RECORDS SUPPLIED
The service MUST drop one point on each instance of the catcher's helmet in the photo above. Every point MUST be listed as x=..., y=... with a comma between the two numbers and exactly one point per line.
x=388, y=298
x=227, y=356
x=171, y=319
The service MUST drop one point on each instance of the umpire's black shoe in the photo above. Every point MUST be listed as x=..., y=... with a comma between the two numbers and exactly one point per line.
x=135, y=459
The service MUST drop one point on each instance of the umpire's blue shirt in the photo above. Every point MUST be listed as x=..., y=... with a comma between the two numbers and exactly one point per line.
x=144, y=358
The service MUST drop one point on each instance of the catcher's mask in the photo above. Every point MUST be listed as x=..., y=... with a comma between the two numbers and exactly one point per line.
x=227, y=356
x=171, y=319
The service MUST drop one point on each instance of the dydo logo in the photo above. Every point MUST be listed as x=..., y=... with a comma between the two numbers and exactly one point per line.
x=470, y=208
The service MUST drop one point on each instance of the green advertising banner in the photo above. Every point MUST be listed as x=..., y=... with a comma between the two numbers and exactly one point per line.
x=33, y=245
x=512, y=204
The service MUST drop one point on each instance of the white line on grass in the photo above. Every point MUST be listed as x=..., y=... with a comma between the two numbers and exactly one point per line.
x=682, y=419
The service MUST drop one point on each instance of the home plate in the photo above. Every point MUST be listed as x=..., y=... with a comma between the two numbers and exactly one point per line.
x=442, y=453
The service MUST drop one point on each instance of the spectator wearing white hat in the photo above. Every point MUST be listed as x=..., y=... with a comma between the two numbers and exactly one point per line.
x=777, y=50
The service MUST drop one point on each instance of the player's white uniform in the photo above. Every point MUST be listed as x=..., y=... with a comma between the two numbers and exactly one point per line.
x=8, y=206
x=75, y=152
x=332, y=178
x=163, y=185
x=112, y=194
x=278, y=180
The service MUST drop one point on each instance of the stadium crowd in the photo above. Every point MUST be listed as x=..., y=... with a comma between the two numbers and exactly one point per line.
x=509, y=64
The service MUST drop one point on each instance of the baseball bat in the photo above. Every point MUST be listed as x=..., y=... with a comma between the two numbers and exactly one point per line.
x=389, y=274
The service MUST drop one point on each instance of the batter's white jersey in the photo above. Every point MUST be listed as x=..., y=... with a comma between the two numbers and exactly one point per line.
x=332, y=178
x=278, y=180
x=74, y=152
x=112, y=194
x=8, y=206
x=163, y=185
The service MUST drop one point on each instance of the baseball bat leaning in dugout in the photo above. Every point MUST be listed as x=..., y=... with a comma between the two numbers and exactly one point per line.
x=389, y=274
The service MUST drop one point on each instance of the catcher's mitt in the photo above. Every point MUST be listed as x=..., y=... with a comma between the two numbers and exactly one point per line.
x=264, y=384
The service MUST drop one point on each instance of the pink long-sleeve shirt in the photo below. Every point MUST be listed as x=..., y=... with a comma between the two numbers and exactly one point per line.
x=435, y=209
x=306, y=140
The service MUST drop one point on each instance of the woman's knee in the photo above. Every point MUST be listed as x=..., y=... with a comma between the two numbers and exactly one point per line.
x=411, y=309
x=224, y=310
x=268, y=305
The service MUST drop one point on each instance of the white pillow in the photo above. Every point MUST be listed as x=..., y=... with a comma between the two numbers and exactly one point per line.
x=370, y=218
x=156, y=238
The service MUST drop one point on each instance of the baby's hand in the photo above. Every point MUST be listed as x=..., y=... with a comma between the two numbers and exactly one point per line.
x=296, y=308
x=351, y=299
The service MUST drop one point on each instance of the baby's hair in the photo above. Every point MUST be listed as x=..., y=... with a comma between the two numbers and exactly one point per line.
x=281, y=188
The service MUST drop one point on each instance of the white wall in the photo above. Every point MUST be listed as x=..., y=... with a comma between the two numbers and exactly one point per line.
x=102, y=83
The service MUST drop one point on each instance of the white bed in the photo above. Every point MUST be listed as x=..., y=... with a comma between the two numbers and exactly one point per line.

YOUR INSTRUCTIONS
From the first line to the last, retype the data exactly.

RESPONSE TO THIS EXERCISE
The service MUST drop one point on each instance of the catcher's helmet in the photo above. Every point MUST be listed as x=..., y=... with a comma between the two numbers and exactly one point per line.
x=388, y=298
x=227, y=356
x=171, y=319
The service MUST drop one point on each instance of the umpire's black shoe in the photo above. Every point MUST be listed as x=..., y=... with a comma between the two numbers and exactly one point per line.
x=135, y=459
The service MUST drop one point on each instance of the umpire's blue shirt in the photo above. Every point MUST be listed as x=..., y=... with a comma between the two numbers and exactly one point per line.
x=144, y=358
The service MUST drop one point on each instance of the catcher's mask in the photo above. Every point MUST be listed as x=..., y=... with a comma between the two numbers and exactly one point per line.
x=227, y=356
x=171, y=319
The service MUST drop one point on each instance of the dydo logo in the photo above. Every point MUST be listed as x=..., y=... with a comma between the two numbers and exactly one point per line.
x=470, y=208
The service MUST drop one point on each instance of the green advertising banner in the photo above. Every point MUST be listed as x=..., y=... with a comma between the two numbers and exactly one point per line.
x=33, y=245
x=512, y=204
The service MUST drop one point on each instance of the white line on grass in the photo above. Every point MUST be listed as x=..., y=... with a comma between the two numbers and exactly one point per line.
x=682, y=419
The service MUST drop one point on each instance of the home plate in the photo above. Every point MUST be listed as x=..., y=... with a comma between the two numbers and exactly one point per line.
x=442, y=453
The service MUST drop one point on each instance of the spectator wearing white hat in the photo above. Every point MUST be listed as x=..., y=... with a comma between the two numbers and exactly one point per line.
x=777, y=50
The service MUST drop one point on each instance of the player's white uniform in the photo above. Every point MUST be listed as x=..., y=... with a comma between the two numbers and exactly one point per line.
x=8, y=206
x=75, y=152
x=332, y=178
x=163, y=185
x=112, y=194
x=278, y=180
The service MUST drop one point on each instance of the stadium crowd in the photo above. Every point MUST be listed as x=..., y=... with a comma between the two numbers and exactly one point per line.
x=509, y=64
The service MUST drop one point on each instance of the baseball bat in the photo above. Every point MUST be listed as x=..., y=... with a comma between the two numbers and exactly one point per line.
x=389, y=274
The service MUST drop one point on each instance of the batter's white jersey in the photo above. Every point MUST be listed as x=..., y=... with a comma between the two numbers and exactly one point per line.
x=332, y=178
x=278, y=180
x=74, y=152
x=112, y=194
x=8, y=206
x=163, y=185
The service MUST drop one point on each instance of the baseball bat leaning in dugout in the photo above. Every point MUST be listed as x=..., y=... with a comma between the two numbers and exactly one point per line.
x=389, y=274
The service MUST drop one point on each instance of the catcher's mitt in the photo above. Every point MUST be listed as x=..., y=... with a comma between the two numbers and exactly one point per line.
x=264, y=384
The service MUST drop one point on each instance of the pink long-sleeve shirt in the photo below. Every point MUST be listed as x=..., y=... with a comma between the two numbers and exactly one point per line.
x=435, y=209
x=306, y=140
The service MUST drop one point on each instance of the woman's knee in the photo above. Every point MUST be listed as x=..., y=... with a comma between the two numbers and exactly one point per line.
x=411, y=309
x=224, y=310
x=268, y=305
The service MUST drop one point on each instance of the white pillow in the photo above. Every point MUST be listed as x=..., y=... with a comma between the two numbers and exactly one point per line.
x=370, y=218
x=156, y=238
The service MUST drop one point on each instance of the baby's hand in the photo above. Every point MUST be listed as x=..., y=... with a comma between the two numbers and exactly one point per line.
x=296, y=308
x=351, y=299
The service MUST drop one point on each instance of the baby's hair in the photo above. Every point MUST be listed as x=..., y=... with a comma between the two numbers and exactly one point per line.
x=281, y=188
The service MUST drop one point on each instance of the white wall in the photo above. Every point MUST be listed as x=..., y=... with a comma between the two numbers and exactly one point per line.
x=102, y=83
The service MUST drop one point on each instance of the white bed in the photo above. Every point MUST be listed as x=..., y=... with a comma between the two numbers and exactly one point per line.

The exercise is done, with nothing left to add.